- **THE PROBLEM**
Look through the lines below for the word "fence", and copy every line that has it.

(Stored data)
"""
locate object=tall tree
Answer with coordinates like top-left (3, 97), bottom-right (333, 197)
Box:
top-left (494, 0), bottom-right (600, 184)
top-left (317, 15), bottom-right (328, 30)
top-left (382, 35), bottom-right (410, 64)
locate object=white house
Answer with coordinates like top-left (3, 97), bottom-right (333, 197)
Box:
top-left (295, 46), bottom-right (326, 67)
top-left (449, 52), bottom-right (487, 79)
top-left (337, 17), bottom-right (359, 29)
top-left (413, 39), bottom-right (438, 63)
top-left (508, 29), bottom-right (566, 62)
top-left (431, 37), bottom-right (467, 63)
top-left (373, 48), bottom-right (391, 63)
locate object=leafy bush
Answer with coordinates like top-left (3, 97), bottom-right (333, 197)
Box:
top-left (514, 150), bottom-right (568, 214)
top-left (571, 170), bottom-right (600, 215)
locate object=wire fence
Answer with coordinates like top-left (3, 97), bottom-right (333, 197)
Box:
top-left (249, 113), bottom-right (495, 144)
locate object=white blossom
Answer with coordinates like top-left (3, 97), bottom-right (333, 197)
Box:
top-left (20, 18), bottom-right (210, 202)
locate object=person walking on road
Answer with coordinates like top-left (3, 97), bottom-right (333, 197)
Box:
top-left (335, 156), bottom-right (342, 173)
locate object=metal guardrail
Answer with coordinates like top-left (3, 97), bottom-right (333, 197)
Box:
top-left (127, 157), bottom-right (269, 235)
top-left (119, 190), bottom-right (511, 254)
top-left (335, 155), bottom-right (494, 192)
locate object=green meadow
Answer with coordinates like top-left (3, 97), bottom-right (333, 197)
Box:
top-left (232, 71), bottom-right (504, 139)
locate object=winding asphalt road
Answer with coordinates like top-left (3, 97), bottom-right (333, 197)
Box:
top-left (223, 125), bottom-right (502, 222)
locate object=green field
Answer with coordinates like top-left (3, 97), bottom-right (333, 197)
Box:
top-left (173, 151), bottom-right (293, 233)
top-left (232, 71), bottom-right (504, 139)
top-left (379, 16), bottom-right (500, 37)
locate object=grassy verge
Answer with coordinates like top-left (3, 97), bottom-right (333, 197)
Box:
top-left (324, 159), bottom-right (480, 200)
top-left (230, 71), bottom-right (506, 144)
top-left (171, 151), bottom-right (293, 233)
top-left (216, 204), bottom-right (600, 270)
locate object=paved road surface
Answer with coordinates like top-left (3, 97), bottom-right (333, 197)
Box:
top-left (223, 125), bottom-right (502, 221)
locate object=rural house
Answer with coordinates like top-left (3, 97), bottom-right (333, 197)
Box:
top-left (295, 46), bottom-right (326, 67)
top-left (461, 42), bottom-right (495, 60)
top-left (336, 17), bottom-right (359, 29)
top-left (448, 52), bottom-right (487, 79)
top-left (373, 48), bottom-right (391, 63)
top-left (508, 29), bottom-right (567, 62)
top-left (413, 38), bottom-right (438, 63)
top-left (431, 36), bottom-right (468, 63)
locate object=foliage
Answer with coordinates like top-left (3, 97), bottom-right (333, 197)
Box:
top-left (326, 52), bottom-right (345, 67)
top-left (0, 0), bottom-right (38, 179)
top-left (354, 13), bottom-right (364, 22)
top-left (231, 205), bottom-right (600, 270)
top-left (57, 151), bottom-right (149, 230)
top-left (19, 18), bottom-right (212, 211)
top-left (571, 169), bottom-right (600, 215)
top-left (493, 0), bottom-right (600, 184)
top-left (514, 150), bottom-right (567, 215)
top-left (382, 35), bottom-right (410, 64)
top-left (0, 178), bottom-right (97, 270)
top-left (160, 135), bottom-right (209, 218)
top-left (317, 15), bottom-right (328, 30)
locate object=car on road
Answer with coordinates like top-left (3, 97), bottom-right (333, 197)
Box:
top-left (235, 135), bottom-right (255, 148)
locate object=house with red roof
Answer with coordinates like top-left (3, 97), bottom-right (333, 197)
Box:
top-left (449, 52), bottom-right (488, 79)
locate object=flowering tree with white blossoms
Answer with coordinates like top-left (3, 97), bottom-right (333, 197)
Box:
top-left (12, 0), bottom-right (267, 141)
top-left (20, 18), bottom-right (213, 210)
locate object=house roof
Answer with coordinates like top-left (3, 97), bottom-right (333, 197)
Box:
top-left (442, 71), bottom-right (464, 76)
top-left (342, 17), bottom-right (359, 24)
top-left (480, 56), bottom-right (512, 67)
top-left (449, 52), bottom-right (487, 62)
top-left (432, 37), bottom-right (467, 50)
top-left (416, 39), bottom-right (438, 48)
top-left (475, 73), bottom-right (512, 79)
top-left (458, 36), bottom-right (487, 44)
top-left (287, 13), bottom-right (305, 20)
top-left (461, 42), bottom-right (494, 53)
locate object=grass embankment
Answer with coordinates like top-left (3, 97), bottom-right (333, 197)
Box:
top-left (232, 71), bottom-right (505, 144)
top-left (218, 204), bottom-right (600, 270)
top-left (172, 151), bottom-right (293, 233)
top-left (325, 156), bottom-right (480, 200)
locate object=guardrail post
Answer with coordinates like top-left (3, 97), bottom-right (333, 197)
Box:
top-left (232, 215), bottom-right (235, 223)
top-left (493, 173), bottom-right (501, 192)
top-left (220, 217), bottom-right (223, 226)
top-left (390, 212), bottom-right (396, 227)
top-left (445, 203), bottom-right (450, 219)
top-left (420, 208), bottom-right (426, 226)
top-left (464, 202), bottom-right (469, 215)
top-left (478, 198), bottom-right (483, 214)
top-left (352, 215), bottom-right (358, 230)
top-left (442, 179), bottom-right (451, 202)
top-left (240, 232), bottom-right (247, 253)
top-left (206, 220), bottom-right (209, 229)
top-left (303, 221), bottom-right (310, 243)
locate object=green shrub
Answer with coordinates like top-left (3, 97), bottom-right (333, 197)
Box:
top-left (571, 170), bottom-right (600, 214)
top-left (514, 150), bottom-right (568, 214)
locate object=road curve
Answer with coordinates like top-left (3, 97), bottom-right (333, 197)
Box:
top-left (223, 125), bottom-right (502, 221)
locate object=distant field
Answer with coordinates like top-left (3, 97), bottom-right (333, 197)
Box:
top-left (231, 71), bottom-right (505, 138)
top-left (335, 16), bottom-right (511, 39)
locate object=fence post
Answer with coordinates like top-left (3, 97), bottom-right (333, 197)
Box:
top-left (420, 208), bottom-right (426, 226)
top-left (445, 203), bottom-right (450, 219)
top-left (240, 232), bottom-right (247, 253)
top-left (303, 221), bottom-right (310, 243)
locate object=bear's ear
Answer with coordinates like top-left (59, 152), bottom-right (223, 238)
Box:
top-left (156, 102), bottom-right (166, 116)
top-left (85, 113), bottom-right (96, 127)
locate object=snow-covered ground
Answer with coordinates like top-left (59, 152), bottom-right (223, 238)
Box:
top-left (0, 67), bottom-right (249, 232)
"""
- **WRITTEN RESPONSE**
locate object=wire fence
locate object=fence post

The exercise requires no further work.